Jobs:
#1 In the court judgment extract, what was read aloud to the appellant on video after the caution in the second interview?
#2 Count the lines of the listing that contain the string "lawn", with case counting, and give only the number.

Extract provided:
· · ·
5 During an interview, in the course of which the appellant made statements amounting to confessions, the police took notes of the questions and answers, which notes the appellant acknowledged at the conclusion of the interview by signing them and by making corrections. A second interview was recorded on video later that day. The video commenced by an explanation of video recording, introductions and a caution. Following the caution, the entirety of the notes were read to the appellant while the video was running and the appellant was then asked whether the notes were a true account of the conversation earlier in the day. He agreed that they were. He identified his signature and corrections. He was then told:


    "What we'd like to do now for the purpose of the interview is obviously go through it a bit more and ask you some more questions about it."
    He was then asked a substantial number of questions, and gave answers which were generally consistent with, and which considerably amplified, the answers contained in the notes.


(Page 4)


6 At trial, there was an objection to the admissibility of the notes and of the video-taped confessions on two grounds. First, it was said that the confessional evidence was involuntary and second, it was said that the confessional evidence ought to be excluded on the ground of unfairness, in particular because the whole of the interviews were not recorded on video. There was also, as I understand it, a specific objection raised relating to s 49 of the Aboriginal Affairs Planning Authority Act, which is not pursued on appeal.
· · ·
(Stored items)
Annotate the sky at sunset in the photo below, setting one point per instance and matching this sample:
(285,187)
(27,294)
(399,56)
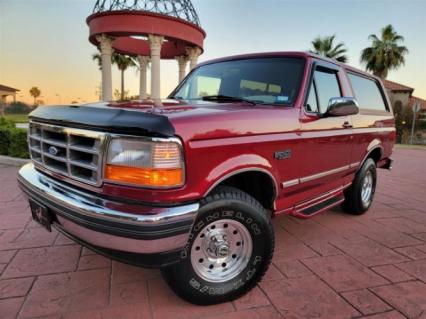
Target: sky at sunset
(44,42)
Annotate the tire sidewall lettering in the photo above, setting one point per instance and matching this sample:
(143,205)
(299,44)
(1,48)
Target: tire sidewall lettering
(242,279)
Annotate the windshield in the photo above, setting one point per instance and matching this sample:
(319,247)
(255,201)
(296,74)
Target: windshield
(261,80)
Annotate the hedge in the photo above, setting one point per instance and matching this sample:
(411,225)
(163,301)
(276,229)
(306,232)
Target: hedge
(13,141)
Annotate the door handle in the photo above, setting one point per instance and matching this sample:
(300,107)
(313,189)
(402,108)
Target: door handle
(347,125)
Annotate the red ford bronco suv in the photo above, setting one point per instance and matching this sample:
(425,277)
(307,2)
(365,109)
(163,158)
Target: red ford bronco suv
(191,185)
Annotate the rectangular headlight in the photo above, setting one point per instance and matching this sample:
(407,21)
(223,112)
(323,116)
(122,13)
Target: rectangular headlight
(145,163)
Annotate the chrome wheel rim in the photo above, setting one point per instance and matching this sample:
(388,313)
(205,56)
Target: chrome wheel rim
(221,250)
(367,188)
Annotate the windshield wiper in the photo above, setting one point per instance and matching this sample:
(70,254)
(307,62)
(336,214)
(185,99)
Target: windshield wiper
(227,98)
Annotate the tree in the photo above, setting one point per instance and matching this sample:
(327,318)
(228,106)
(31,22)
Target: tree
(35,93)
(98,58)
(325,46)
(385,53)
(123,62)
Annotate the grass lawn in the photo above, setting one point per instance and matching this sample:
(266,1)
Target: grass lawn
(17,118)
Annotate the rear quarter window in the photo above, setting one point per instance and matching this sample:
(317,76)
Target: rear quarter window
(367,92)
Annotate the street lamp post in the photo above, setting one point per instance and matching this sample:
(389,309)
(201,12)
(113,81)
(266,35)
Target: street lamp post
(416,108)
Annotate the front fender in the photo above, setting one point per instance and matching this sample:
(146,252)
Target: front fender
(236,165)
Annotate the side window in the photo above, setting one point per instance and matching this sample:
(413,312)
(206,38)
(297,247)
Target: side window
(204,86)
(327,87)
(367,93)
(311,104)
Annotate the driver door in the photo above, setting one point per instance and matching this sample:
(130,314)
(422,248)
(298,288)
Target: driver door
(326,142)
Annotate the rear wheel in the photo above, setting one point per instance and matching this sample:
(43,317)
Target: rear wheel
(229,249)
(359,196)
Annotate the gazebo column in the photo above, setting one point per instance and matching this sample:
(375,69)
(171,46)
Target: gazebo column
(155,43)
(105,44)
(193,54)
(143,66)
(182,62)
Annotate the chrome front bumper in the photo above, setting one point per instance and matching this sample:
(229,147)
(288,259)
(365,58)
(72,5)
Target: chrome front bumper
(112,225)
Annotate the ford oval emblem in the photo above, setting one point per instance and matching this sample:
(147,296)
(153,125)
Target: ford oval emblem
(53,150)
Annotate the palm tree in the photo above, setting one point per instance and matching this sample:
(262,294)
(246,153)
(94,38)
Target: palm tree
(325,46)
(123,62)
(35,93)
(98,58)
(385,53)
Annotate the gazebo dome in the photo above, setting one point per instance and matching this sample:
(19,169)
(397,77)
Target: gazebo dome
(182,9)
(150,30)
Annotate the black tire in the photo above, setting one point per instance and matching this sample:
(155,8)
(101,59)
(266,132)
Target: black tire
(354,203)
(226,203)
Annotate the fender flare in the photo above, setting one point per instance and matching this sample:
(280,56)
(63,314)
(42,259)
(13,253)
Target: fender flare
(240,164)
(374,144)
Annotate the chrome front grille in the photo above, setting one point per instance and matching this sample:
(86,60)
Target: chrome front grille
(71,152)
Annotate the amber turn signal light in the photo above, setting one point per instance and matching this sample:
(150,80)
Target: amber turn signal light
(144,176)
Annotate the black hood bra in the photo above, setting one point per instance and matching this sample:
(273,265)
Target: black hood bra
(114,120)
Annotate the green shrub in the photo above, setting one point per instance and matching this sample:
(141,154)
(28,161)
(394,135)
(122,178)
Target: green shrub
(5,123)
(18,143)
(13,141)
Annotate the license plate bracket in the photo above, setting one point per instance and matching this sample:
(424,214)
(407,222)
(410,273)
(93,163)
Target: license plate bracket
(41,214)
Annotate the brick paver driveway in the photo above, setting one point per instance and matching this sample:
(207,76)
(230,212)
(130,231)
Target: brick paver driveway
(331,266)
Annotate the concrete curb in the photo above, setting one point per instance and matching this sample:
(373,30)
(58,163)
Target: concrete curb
(7,160)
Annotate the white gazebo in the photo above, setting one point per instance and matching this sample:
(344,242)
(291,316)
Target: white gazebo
(150,30)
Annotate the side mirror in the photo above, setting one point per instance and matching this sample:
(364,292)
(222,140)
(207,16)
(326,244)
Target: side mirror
(342,106)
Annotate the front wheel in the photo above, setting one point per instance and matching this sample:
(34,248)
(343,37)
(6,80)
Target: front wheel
· · ·
The replies:
#1 The entirety of the notes from the earlier interview.

#2 2